*Objective:*
Copy every one of the rows below word for word, and leave the pictures out of your copy.

-- start --

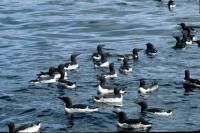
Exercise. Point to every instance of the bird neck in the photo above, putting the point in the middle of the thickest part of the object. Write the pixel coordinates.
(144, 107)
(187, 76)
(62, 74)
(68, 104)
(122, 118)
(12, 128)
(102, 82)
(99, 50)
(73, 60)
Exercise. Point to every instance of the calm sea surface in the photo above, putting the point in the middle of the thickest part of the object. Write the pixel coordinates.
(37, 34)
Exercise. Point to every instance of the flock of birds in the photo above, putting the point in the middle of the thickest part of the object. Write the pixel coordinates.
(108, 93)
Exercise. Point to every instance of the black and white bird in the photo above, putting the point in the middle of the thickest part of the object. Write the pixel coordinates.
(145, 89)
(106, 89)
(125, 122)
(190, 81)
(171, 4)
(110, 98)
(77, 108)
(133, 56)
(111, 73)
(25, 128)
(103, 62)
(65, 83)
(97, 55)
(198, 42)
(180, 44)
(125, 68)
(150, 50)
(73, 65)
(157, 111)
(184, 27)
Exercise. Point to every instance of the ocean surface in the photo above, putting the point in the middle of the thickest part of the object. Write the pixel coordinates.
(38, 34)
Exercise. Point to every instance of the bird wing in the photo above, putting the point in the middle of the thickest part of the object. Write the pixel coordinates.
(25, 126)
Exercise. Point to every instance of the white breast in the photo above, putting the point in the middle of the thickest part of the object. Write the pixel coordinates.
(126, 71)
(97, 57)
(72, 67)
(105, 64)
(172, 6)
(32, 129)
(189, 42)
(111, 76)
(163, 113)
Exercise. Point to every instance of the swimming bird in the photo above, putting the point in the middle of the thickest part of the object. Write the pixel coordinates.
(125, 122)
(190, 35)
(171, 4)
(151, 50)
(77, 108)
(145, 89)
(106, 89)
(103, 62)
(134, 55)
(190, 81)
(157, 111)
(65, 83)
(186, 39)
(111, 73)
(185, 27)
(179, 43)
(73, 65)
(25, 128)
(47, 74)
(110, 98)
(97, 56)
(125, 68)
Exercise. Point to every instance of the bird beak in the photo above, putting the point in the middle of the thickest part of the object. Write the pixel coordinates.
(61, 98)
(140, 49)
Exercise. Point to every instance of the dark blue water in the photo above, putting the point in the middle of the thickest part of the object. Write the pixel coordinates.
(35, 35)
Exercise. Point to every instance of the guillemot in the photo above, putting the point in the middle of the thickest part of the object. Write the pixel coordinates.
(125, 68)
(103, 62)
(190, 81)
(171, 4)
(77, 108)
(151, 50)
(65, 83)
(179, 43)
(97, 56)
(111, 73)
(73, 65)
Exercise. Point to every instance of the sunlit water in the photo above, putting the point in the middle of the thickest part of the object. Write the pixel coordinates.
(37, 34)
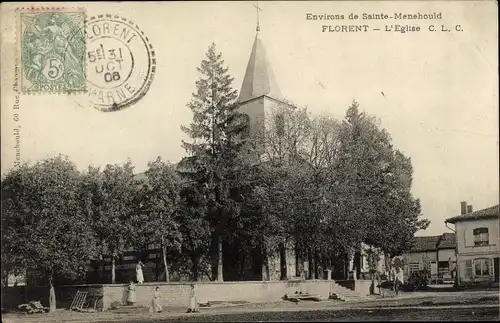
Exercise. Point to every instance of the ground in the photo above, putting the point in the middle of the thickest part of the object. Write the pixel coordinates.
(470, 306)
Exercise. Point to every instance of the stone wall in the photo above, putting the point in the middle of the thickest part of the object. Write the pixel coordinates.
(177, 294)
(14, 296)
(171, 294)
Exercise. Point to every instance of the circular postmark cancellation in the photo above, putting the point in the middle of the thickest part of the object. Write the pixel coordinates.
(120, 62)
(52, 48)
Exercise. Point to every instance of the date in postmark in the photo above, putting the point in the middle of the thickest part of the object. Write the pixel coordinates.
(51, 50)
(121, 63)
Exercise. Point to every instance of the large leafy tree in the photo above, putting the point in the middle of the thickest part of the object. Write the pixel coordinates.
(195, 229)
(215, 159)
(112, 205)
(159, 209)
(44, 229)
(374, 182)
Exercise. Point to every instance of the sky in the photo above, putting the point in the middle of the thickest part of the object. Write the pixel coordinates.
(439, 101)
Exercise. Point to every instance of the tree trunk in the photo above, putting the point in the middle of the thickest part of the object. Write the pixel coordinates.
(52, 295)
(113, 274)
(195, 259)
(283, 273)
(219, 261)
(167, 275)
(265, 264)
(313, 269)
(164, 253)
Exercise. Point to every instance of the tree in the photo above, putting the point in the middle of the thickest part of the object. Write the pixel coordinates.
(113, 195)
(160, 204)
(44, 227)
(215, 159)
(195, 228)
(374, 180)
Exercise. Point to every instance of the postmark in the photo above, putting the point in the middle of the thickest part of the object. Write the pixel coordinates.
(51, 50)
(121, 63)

-- end --

*Written solution:*
Exercise. Point to every instance of the bird neck in the photo above, putting the point in the middle of the thickest part of the object. Write the pixel coordinates.
(144, 107)
(187, 76)
(62, 74)
(68, 104)
(122, 118)
(12, 128)
(102, 82)
(99, 50)
(73, 60)
Exercise. Point to every instance of the calm sea surface in the photo above, putting the point in the middle of the thickest part of the object. Write the pixel coordinates.
(37, 34)
Exercise. Point to every instance of the flock of birds in the photo above, putting the point in the middle of the thickest part of the object. Write the pixel coordinates.
(108, 93)
Exercise. Point to every instance of the black and white bird in the photo above, putting the point in the middle of the thickest part of the object. Write the pixel coordinates.
(145, 89)
(106, 89)
(125, 122)
(190, 81)
(171, 4)
(110, 98)
(77, 108)
(133, 56)
(111, 73)
(25, 128)
(103, 62)
(65, 83)
(97, 55)
(198, 42)
(180, 44)
(125, 68)
(150, 50)
(73, 65)
(157, 111)
(184, 27)
Exercise. Point to every instance of the ocean surface in the photo above, putting the point in the middle of the thickest part of the object. Write the pixel coordinates.
(38, 34)
Exercise. Point to every instance of the bird wing in the photo above, putting the point in the middle of the thickest part of the object. Write the pixel coordinates.
(25, 126)
Exercise. Point to every instance of the white breast in the photo above, putting the point in the middle of the thickest part of the object. Write the pixel coordinates.
(126, 71)
(97, 57)
(72, 67)
(105, 64)
(172, 6)
(32, 129)
(189, 42)
(111, 76)
(163, 113)
Exercise. Point to every instance of the swimming bird in the photo above, putting the point in the middle of the thickest part of the object. Write the pixel coordinates.
(125, 122)
(190, 35)
(171, 4)
(151, 50)
(77, 108)
(145, 89)
(106, 89)
(103, 62)
(134, 55)
(190, 81)
(157, 111)
(65, 83)
(186, 39)
(111, 73)
(185, 27)
(179, 43)
(73, 65)
(25, 128)
(47, 74)
(110, 98)
(97, 56)
(125, 68)
Exercise. Point to every instance of the bird beak in the photo above, putting the point in the middle of the thickest part of the object. Write the pixel coordinates.
(61, 98)
(140, 49)
Exercise. Point to every instance of the dark blue water in the photo above, putting the point in the middle of the thickest part of the object. Write the pixel coordinates.
(35, 35)
Exercise. Point to every instance of the guillemot in the photo above, putting the point in the middle of the thickest part of the object. Write the pixel coordinates.
(125, 68)
(103, 62)
(190, 81)
(171, 4)
(77, 108)
(151, 50)
(65, 83)
(179, 43)
(97, 56)
(111, 73)
(73, 65)
Exercise. Point to every instance of the sunlit water in the photo above, putting the point in the middle of the thickest part of the object. Write the pixel coordinates.
(37, 34)
Exercise. Point to every instance of the ground in the photo above, putting the point in the middle of the thickest part of the object. Write the pixel coordinates.
(470, 306)
Exercise. Point to every instance of the stone wall in the photo above, putting the point in the middle of the thickest part of the object. Write the pixel coordinates.
(177, 294)
(14, 296)
(171, 294)
Exercise. Point to every instance of the circular postmark cancellation in the photo above, putting the point in the middle of the thickest part of the object. Write the pixel coordinates.
(120, 62)
(52, 48)
Exercise. Point to every instance of the date in postmark in the photo above, putting the point in the middle of the thickest part of the object. Write the pixel coordinates.
(51, 50)
(121, 63)
Exercise. Point to every instance of the large leafy tree in the photo above, putting the point in the middle of the thickest part of the object. Write the pixel coordinates.
(195, 229)
(215, 159)
(112, 205)
(159, 209)
(44, 229)
(374, 182)
Exercise. Point to every instance of the sky in the photo above, putting the point in the middle of the thickest part of the object. Write the pixel coordinates.
(439, 101)
Exercise. Point to every instance of the tree trunk in the photo above, putting the point in the middle of the thickest part of the object. Write the pixel coordinates.
(52, 295)
(113, 274)
(195, 259)
(283, 273)
(219, 261)
(167, 275)
(265, 264)
(313, 269)
(164, 253)
Exercise. Point to every instance of the tree in the photo above, putting the point in the middle of the thickest part of the object. Write the pixel coordinates.
(113, 195)
(160, 204)
(44, 227)
(215, 159)
(195, 228)
(374, 180)
Exercise. Point to every instance of the postmark in the photo above, putting the point in the middle of the thickest part of the object. Write the pixel coordinates.
(51, 50)
(121, 63)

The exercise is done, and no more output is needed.